◆ BRANO DEL DOCUMENTO
# # # #
Tale art. 60 (sostanzialmente identico nelle due predette versioni) dispone, invero, che nella zona in questione, in attesa del Piano spiaggia, avrebbero potuto essere realizzati solo interventi di manutenzione ordinaria e straordinaria, nonché interventi di ristrutturazione edilizia e di risanamento conservativo; mentre il predetto comma 10 dell’art. 5 del Piano Demaniale Marittimo (P.D.M.), approvato con deliberazione del Consiglio regionale 29 luglio 2004, n. 141/1, dispone che le superfici copribili con volumi e tettoie, “escluse le tende ombreggianti”, avrebbero dovuto costituire il 20% delle aree in concessione, facendo però salvo “l’esistente legittimamente realizzato o condonato”.
# # # #
◆ DATI MOSTRATI
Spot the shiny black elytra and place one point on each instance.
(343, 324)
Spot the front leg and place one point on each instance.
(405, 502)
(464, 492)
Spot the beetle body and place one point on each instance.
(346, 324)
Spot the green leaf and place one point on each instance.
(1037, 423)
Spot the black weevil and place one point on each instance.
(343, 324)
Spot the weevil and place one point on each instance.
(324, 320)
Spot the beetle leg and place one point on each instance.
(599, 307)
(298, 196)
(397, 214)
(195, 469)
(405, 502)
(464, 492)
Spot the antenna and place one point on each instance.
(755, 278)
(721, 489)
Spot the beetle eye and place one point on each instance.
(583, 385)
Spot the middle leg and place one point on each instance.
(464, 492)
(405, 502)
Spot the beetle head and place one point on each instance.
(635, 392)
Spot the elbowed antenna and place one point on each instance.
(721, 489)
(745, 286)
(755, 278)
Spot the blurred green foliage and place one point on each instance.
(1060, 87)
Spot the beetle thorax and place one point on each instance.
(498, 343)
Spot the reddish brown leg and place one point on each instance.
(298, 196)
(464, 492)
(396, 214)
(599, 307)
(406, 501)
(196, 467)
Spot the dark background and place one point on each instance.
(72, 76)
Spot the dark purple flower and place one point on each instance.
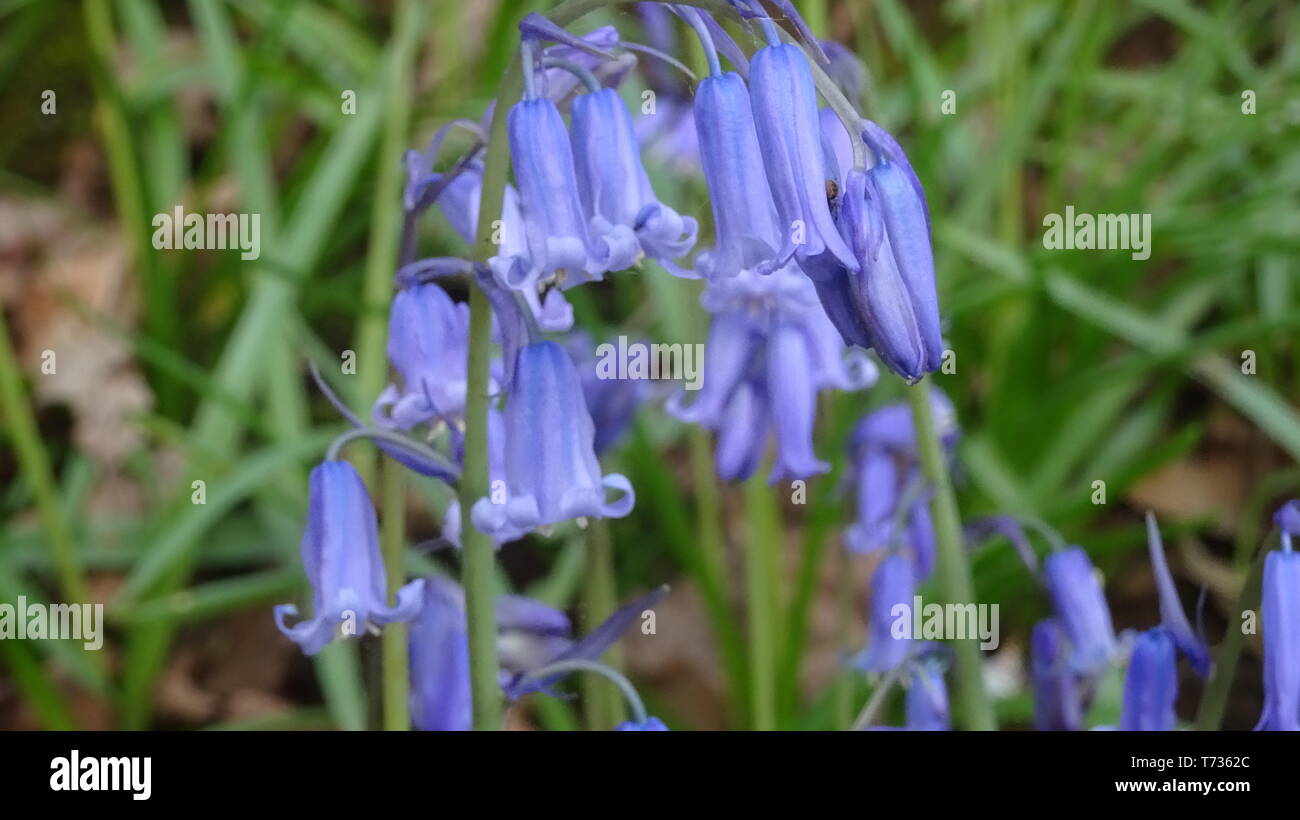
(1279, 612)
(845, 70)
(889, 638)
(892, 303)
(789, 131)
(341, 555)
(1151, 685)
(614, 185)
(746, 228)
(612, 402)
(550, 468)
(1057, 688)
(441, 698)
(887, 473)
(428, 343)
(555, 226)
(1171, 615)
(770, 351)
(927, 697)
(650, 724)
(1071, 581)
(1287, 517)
# # # #
Scrivi il seguito del brano sul Piano Demaniale Marittimo, riprendendo subito dopo la sua ultima frase.

◆ LA RISPOSTA
La società ricorrente ha ritirato tale permesso di costruire e, senza contestare la legittimità di tali condizioni, ha iniziato i lavori.
Poiché era pervenuto al Comune un esposto da parte della sig.ra Zavarella, titolare di uno stabilimento balneare adiacente, il Dirigente dell’Area tecnica urbanistica con nota 20 gennaio 2006, n. 401, ha dato comunicazione alla società Sirenetta dell’avvio del procedimento per l’annullamento d’ufficio del permesso rilasciato in ragione dell’inesistenza di pregresse autorizzazioni relative alla preesistente struttura ombreggiante e del contrasto, quindi, del permesso con l’art. 5, comma 10, del Piano Demaniale Marittimo Regionale.
Un volta ricevuto tale atto, la ricorrente ha trasmesso un certificato di ultimazione dei lavori e nelle sue controdeduzioni si è limitata ad evidenziare che, essendo stati i lavori ultimati, per l’eventuale annullamento d’ufficio del permesso era necessaria, a giustificazione del sacrificio imposto al privato, la presenza di un interesse pubblico autonomo, diverso dal mero ripristino della legalità violata.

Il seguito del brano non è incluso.